Extract:
*** Block opens ***

But the case of Sri Lanka, an exceptional place in every sense, is not easily transferrable, though there are lessons in it for any leader or protester.

The story starts with Rajapaksa’s brother, Mahinda, who won power in 2005 by projecting himself as a simple man from the rural south standing against the metropolitan, westernised political elite in Colombo, the capital. He wasn’t anywhere near as folksy as he pretended to be, but no matter. He also promised an end to the decades-long, bloody civil war against a faction of Tamil separatists in Sri Lanka’s north.

This was duly, and brutally, delivered. The Rajapaksas sought to channel and intensify the resultant wave of support among Sri Lanka’s Sinhala majority. A surge of chauvinism was one consequence. Another was the sense of empowerment that moved the Rajapaksas to spend enormous, borrowed sums on huge infrastructure projects of dubious value. A second win for Mahinda came in 2010.

In 2019, it was Gotabaya who won back power for the family, defeating a floundering and divided coalition government by offering voters strong and technocratic leadership. This appealed to a new constituency: still Sinhala and nationalist but educated, urban, westernised, tech-savvy. Gotabaya’s appeal was boosted by the Islamist extremist bombings on Easter Sunday that year.

What no one expected was the sheer incompetence of his increasingly autocratic rule. Taxes were cut, interest rates reduced, vast new loans sought, money printed – all at exactly the wrong time. Covid brought a collapse in tourism and remittances, both big sources of foreign exchange. A decision to make agriculture in Sri Lanka fully organic – largely an effort to greenwash an inability to afford fertiliser – crashed the entire sector. Soon, Sri Lanka was in a full economic meltdown.

“Gotabaya was a very poor politician. He surrounded himself with charlatans … just barked orders at people. He was incapable of charming anyone, cutting deals, or changing course in time,” said Alan Keenan, a senior consultant on Sri Lanka with the International Crisis Group.

Allegations of systematic corruption made huge price hikes, power cuts and shortages of medicines particularly enraging. With the country’s president, prime minister, finance minister and dozens of top officials all from the same family, there could only be one direction to point the finger of blame.

This may not be a revolution – Sri Lanka has a long and established tradition of democracy, albeit one that has been strained in recent years – but it is an immense upheaval. The likelihood of a return of the family to power is unlikely, at least for many years.

“The Rajapaksa brand is pretty much trashed for a long time, if not for ever,” said Keenan. Other good news is that the protest movement has bridged community and class divides in Sri Lanka in a way that few have seen for decades. Optimists see the possibility of a new national vision and spirit taking root.

Others worry that years of majoritarian rhetoric have had an effect. Both Mahinda and Gotabaya exploited resurgent Sinhalese nationalism in different ways. A new methodology could be equally effective. It is obvious to everyone that there is no political or economic quick fix for a very troubled country.

“There is energy on the street, but it will be difficult to move from that to putting Sri Lanka on the real road to recovery,” said Charu Lata Hogg of Chatham House.

Other leaders in south Asia and beyond have followed a similar playbook to that of the Rajapaksas. With economies under huge strain everywhere, many will be watching with interest.

On the one hand, the Rajapaksas’ toxic cocktail won the family almost 15 years in power and what is reported to be immense wealth. On the other, Gotabaya ended up ordering the Sri Lankan air force to fly him out of the country because civilian immigration officials reportedly tried to prevent his escape. Being trapped when the protesters are diving into the presidential swimming pool and there’s no fuel for the limos is the stuff of authoritarian nationalist nightmares. Some very cynical calculations are currently being made in the corridors of power in capitals across much of the developing world.

*** Block closes ***

What the task asks:
Answer the following from the Sri Lanka article.
(a) In what year did Mahinda Rajapaksa first win power?
(b) Which two sources of foreign exchange collapsed because of Covid?
(c) With which organization is Alan Keenan a senior consultant on Sri Lanka?

Data provided:
*** Block opens ***

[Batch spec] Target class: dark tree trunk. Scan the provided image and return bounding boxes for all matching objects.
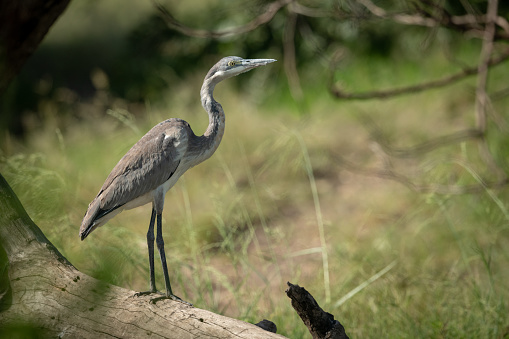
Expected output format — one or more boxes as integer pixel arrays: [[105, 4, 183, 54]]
[[0, 175, 284, 338]]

*** Block closes ***

Completed exercise:
(a) 2005
(b) Tourism and remittances
(c) The International Crisis Group